:: Exercise requirements ::
Return the lines below that carry the word "position".

:: Material shown ::
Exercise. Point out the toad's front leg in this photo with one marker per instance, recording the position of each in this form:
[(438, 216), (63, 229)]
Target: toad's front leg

---

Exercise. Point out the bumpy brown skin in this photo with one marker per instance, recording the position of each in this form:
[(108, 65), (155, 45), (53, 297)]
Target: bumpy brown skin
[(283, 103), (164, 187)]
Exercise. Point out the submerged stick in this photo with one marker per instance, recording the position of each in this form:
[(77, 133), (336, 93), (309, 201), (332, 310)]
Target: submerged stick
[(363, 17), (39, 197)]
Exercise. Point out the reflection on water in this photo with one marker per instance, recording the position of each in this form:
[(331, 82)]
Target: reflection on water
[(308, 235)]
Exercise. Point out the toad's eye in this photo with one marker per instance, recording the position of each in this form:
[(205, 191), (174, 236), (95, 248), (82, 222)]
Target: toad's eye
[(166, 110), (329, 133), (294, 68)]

---

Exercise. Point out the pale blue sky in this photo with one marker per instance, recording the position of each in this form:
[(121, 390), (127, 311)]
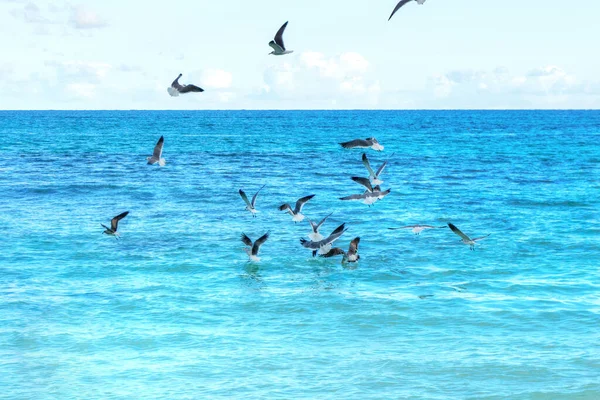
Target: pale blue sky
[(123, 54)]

:: Answer to this problem ::
Exercise. Point out the toad's front leg in this photo with one marker per instance, recording the position of each in this form:
Exercise. Point out the bumpy brown skin in this photo with one marker per instance, recording the position of each in this form:
Exercise. Point out the submerged stick in this photo with one marker per instance, recording the position of each in this form:
Exercise. Point out the reflection on water in this photo with one marker per instance, recording the position of each in this form:
Exercise. Point out the toad's eye in this photo with one marker per instance, recording the position of each in this form:
Exercise. Point out the pale blue sky in this photo with one marker per instance, recording the position of each in this form:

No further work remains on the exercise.